(Dataset excerpt)
## BEGIN

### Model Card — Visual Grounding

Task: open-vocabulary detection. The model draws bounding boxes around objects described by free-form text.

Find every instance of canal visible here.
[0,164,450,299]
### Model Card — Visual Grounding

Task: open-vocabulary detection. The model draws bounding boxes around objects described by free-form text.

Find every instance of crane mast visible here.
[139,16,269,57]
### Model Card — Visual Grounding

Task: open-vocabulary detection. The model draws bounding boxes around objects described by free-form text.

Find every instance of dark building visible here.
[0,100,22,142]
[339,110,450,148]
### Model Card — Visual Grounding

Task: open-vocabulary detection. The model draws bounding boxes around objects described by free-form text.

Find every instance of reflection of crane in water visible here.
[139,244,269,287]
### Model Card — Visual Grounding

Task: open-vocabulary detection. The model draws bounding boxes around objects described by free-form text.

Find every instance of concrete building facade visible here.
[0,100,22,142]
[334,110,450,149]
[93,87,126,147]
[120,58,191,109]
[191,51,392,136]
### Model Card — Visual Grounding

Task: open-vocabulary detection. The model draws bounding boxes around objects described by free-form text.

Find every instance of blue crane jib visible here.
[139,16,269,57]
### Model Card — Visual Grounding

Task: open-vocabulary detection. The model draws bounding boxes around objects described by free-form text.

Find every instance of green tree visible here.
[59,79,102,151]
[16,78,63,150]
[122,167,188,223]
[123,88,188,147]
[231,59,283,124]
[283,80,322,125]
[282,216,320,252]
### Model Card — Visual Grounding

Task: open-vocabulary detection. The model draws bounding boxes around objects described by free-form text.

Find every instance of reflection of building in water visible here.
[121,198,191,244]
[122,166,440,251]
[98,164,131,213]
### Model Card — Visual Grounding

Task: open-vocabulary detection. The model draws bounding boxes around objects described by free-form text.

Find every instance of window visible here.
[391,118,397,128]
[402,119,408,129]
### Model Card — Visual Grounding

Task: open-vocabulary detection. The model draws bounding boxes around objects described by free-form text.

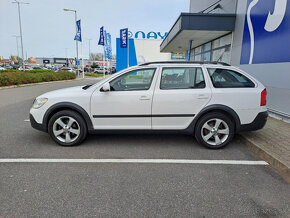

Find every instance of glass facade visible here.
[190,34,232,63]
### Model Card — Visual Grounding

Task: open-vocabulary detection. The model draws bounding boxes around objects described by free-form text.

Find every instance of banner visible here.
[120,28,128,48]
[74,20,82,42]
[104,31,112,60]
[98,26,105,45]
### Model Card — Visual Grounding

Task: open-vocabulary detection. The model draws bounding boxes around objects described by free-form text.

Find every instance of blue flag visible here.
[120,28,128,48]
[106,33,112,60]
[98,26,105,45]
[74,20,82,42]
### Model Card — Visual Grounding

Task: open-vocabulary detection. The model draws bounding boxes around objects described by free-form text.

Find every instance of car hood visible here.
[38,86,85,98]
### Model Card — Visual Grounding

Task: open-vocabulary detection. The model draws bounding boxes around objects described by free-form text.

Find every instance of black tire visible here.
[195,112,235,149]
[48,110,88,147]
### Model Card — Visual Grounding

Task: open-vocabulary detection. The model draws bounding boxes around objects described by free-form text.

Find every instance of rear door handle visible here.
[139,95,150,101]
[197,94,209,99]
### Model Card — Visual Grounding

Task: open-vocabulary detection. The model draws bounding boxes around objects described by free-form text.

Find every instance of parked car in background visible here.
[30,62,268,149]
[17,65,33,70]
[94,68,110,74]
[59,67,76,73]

## END
## BEGIN

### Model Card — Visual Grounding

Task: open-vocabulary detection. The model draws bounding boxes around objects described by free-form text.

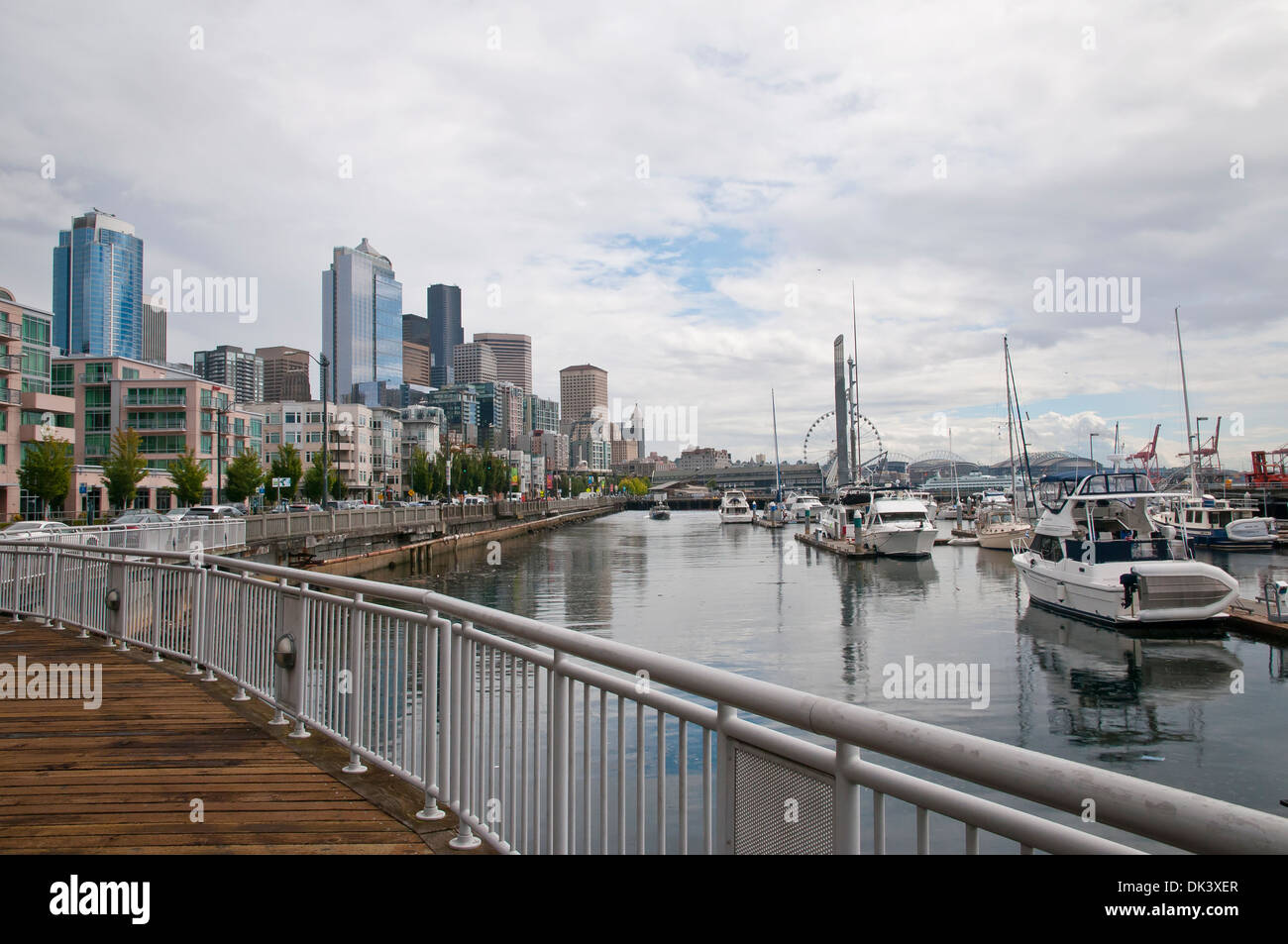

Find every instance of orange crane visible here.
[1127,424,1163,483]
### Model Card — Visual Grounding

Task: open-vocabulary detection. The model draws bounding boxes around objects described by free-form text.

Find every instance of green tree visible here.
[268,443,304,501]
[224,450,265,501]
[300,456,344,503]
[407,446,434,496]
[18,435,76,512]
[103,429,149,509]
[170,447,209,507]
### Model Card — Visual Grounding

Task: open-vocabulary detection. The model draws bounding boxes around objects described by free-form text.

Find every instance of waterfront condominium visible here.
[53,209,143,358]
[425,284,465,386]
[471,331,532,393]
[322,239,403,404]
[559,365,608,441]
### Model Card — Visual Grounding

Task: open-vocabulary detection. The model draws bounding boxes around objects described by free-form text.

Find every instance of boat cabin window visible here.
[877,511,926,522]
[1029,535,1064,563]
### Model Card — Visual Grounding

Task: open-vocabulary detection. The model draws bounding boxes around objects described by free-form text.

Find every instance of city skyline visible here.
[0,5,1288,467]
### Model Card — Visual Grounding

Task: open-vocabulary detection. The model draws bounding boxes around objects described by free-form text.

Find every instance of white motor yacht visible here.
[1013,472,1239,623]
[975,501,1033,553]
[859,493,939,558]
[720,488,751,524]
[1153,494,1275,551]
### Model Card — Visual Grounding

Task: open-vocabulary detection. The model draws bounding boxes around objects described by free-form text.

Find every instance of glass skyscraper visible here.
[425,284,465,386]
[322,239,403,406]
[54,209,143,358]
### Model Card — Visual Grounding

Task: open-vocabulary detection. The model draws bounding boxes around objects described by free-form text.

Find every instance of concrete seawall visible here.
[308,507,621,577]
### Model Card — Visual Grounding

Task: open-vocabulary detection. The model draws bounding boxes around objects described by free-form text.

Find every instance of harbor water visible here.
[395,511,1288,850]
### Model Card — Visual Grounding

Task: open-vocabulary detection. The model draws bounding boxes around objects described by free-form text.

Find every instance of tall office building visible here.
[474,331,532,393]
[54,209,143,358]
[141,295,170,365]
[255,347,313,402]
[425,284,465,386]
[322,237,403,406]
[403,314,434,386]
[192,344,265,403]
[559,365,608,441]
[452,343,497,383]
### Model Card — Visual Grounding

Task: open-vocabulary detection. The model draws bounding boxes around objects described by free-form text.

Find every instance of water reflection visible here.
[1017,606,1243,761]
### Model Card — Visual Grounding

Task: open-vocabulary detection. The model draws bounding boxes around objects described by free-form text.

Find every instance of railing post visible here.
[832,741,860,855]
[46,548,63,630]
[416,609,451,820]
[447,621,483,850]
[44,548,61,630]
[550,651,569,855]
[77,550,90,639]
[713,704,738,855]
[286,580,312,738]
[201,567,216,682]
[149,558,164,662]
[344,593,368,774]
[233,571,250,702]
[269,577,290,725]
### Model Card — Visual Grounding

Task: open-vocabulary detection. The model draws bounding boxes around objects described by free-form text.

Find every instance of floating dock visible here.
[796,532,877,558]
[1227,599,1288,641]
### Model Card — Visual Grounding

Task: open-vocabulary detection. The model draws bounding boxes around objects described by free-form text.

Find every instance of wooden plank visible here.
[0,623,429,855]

## END

## Instruction:
List every line of the records that contains the string "window".

## The reply:
Find every instance of window visible here.
Find every instance of boat cabin window visible here.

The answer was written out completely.